*** Material for this exercise

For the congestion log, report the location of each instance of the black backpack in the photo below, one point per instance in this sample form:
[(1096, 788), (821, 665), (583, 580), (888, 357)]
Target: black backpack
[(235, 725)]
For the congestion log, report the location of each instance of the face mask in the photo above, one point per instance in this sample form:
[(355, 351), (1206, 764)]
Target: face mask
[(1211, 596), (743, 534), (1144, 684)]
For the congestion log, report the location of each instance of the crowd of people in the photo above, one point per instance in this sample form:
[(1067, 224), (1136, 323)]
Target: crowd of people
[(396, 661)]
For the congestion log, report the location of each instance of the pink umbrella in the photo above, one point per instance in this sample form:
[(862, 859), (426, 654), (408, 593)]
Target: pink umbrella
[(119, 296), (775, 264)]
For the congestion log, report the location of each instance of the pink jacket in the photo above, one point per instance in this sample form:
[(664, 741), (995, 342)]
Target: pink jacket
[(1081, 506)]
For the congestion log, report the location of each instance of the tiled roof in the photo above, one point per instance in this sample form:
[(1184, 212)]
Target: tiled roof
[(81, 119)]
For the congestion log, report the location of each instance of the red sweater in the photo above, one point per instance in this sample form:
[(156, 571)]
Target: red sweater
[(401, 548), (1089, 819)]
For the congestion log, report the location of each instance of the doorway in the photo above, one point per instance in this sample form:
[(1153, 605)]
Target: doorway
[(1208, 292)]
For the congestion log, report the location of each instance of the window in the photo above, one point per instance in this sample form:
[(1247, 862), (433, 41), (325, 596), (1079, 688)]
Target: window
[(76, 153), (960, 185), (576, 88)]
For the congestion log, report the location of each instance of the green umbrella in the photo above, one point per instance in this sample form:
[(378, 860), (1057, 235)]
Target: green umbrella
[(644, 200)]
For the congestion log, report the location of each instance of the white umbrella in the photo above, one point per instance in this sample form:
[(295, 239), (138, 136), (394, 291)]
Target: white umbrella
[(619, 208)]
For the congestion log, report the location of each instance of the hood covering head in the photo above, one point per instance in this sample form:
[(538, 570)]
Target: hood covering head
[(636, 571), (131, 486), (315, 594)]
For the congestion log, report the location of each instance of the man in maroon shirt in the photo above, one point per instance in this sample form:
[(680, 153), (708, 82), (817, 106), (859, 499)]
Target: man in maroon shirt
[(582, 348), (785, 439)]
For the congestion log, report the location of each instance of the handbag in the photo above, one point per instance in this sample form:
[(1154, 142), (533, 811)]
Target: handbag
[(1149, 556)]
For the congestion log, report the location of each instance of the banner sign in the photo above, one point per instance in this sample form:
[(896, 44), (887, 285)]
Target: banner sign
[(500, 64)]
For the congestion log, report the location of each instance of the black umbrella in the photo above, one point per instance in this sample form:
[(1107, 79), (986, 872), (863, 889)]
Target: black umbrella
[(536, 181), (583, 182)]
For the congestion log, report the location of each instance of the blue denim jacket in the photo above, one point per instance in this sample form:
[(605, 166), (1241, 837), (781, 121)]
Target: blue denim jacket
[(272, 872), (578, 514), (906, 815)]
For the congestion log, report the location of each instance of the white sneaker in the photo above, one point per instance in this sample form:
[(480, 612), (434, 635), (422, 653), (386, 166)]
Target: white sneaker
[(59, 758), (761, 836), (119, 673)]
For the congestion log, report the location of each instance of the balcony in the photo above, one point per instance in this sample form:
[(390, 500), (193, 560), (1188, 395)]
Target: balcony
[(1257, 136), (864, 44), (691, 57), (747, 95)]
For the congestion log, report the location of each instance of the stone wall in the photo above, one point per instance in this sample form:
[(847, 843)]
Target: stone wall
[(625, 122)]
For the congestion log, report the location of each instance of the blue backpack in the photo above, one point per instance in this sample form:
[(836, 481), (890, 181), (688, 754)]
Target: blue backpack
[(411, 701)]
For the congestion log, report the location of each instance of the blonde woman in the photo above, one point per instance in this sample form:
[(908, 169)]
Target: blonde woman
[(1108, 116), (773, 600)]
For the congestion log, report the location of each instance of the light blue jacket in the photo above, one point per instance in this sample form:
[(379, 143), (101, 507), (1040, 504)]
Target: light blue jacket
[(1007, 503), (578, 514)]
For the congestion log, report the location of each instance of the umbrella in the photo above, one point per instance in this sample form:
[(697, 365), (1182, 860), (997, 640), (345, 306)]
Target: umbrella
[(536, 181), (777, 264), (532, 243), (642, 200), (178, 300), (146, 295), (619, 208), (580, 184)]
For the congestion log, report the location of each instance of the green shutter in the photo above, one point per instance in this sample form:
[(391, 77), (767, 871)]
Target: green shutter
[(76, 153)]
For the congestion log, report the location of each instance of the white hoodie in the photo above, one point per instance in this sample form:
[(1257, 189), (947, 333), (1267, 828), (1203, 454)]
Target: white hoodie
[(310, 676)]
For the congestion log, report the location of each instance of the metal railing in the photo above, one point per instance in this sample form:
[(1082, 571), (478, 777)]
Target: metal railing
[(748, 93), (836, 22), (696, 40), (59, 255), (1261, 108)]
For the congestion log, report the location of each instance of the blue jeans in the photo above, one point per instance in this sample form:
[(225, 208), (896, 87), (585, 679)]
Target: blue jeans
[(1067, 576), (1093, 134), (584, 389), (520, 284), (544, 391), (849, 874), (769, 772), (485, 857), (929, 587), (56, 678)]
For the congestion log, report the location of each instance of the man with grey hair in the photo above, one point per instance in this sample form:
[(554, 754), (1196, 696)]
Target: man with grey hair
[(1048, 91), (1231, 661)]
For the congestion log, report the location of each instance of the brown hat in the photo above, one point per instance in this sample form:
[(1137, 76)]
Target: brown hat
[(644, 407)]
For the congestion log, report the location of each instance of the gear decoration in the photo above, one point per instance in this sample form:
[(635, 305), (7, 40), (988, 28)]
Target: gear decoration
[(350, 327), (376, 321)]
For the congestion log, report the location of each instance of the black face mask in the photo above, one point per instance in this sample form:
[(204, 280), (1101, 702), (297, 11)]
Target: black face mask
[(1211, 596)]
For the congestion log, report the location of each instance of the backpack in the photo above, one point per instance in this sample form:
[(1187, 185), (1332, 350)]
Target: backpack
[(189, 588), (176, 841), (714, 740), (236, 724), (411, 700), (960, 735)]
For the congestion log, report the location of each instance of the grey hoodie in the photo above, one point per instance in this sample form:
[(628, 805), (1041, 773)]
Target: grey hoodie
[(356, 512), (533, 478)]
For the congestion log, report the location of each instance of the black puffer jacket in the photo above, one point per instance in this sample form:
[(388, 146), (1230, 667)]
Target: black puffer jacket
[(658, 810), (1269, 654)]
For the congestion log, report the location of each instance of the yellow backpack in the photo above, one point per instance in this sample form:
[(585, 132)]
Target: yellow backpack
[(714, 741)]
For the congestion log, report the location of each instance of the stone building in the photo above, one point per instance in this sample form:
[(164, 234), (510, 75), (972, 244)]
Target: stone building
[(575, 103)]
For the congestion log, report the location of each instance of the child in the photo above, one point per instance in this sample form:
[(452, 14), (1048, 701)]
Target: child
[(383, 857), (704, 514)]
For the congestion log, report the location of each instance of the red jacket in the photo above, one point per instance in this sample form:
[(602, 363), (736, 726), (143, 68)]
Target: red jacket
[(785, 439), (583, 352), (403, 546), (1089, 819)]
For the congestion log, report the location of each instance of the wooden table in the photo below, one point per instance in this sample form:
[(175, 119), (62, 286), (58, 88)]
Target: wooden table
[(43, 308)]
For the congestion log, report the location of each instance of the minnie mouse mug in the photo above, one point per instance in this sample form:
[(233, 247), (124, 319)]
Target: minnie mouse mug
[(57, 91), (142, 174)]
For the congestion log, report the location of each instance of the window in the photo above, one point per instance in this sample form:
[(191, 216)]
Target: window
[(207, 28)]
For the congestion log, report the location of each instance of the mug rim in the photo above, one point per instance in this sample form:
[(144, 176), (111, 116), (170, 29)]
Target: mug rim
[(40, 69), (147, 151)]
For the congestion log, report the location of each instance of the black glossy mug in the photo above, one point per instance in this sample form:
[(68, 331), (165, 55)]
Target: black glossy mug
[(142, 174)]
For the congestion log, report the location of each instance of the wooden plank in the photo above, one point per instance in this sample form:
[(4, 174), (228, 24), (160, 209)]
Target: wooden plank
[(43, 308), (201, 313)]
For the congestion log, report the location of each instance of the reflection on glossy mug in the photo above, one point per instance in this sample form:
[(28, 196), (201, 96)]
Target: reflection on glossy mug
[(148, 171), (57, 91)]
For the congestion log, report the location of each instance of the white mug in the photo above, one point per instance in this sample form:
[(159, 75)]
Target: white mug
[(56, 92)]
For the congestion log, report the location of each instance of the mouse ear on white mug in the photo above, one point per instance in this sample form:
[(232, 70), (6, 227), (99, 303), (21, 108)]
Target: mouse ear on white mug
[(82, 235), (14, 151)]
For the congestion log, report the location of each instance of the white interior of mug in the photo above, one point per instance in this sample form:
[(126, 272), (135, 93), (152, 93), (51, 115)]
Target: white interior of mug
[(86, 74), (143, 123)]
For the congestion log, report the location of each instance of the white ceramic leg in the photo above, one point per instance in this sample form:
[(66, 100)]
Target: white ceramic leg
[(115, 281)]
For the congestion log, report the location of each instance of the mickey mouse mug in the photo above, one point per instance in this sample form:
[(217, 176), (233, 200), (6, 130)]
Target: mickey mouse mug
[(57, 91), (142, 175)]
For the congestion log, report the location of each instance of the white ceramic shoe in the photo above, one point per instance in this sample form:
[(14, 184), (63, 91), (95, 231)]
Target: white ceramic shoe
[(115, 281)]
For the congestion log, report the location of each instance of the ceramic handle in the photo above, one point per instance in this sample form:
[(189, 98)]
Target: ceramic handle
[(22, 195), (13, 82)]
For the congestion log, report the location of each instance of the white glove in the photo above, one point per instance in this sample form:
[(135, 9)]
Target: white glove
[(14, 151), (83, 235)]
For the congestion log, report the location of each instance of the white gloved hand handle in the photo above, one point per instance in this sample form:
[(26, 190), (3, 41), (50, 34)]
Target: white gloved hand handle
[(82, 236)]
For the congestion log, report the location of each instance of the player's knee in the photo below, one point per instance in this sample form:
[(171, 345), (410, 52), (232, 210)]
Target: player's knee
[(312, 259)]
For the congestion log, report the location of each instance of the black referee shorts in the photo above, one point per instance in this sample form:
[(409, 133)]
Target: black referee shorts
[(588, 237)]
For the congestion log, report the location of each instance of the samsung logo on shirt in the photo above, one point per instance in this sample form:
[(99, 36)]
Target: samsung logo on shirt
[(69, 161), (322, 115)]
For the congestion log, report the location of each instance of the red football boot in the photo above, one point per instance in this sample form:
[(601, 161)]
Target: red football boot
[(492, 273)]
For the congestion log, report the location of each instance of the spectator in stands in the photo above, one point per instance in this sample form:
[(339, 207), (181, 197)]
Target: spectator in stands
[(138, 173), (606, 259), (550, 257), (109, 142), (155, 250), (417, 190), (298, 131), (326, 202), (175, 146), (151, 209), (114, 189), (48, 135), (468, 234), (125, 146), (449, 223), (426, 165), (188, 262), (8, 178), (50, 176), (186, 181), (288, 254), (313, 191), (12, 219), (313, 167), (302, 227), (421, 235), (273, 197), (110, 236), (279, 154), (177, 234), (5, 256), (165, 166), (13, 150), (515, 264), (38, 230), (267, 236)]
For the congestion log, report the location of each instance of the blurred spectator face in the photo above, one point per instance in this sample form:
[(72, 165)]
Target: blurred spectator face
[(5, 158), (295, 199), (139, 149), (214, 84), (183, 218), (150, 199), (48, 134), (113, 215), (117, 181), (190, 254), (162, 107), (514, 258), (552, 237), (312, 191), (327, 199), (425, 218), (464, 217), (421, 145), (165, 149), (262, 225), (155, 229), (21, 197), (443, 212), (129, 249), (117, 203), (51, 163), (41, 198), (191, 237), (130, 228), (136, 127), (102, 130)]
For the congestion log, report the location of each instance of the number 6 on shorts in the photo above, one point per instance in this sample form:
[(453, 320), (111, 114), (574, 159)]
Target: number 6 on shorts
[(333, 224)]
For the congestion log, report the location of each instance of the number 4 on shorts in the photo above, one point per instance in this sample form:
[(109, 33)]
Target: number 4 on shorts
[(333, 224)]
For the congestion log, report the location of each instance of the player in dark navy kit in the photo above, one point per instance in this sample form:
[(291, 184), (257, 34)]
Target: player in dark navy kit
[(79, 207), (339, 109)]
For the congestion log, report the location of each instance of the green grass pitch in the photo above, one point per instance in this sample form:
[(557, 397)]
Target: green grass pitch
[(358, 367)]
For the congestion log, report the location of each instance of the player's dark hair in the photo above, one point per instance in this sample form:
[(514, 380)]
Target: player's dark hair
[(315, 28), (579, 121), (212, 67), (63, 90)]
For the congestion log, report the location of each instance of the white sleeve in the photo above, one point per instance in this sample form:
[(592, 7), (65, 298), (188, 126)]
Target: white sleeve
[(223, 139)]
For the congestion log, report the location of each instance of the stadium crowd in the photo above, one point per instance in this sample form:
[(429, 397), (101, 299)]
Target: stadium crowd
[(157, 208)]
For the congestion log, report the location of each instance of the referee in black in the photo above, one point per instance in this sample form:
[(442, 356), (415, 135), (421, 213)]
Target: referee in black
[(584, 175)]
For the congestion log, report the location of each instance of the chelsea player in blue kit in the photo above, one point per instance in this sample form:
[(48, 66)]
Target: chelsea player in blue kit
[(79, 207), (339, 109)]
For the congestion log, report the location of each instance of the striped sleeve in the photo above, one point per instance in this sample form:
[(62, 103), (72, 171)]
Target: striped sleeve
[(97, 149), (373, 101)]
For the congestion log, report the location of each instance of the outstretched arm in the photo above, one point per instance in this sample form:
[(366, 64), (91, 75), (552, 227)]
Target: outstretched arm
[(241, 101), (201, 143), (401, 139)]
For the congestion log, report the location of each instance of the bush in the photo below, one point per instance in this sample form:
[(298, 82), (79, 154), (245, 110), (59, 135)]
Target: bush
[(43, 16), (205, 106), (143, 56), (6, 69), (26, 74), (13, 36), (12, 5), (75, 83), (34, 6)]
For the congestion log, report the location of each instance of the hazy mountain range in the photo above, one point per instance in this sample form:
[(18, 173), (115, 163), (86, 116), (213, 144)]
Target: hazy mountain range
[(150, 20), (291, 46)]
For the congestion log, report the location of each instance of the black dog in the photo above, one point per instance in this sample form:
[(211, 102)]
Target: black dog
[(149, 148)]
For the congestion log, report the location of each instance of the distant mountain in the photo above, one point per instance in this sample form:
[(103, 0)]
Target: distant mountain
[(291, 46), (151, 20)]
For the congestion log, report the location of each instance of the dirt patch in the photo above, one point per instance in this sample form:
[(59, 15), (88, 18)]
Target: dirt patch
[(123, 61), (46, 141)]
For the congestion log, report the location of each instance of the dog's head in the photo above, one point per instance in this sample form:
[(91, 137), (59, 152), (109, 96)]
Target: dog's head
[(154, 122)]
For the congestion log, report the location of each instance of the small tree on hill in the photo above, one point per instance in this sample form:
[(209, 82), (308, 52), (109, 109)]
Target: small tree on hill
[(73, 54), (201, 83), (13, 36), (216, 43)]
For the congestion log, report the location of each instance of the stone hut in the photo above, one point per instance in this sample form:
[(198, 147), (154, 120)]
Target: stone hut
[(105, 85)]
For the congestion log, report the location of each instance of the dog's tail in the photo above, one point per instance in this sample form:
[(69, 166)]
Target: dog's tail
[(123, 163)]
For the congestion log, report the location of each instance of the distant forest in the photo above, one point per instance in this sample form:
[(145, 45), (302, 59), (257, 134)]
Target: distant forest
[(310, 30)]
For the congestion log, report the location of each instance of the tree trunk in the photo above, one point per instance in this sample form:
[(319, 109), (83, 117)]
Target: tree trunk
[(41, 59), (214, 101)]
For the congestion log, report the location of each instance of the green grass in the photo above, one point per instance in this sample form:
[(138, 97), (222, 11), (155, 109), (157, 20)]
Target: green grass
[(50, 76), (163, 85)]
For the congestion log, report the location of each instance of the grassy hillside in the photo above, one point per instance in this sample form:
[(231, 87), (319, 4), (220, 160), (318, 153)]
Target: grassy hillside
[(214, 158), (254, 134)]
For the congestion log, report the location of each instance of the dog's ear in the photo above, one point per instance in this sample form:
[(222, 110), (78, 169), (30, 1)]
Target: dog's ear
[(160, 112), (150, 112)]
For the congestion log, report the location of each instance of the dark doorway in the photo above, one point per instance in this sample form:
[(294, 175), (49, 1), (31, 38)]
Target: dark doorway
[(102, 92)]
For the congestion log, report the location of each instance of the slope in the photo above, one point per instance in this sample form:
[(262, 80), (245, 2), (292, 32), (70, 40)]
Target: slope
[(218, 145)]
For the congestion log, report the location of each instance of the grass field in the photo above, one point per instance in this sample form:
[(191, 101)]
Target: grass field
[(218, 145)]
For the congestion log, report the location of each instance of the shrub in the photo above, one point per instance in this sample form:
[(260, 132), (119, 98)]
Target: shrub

******

Instructions for the task> Please copy, unchanged, the lines of the material above, starting with the line that contains "the white interior" and going on through the line that contains "[(57, 91), (142, 175)]".

Correct result>
For the congestion log, report the location of each instance of the white interior of mug in the photo above, one point per instance in this sample form:
[(126, 272), (135, 93), (152, 93), (51, 115)]
Target: white interior of mug
[(86, 74), (143, 123)]
For the congestion log, report the location of each instance of the white ceramic leg in the photo above, one point per instance in this sample form:
[(66, 100)]
Target: white ceramic leg
[(115, 281)]
For the congestion log, report the location of each instance of the mickey mouse mug in the photo above, one point per instance in this sample form:
[(217, 176), (233, 200), (6, 130)]
Target: mickey mouse mug
[(57, 91), (142, 175)]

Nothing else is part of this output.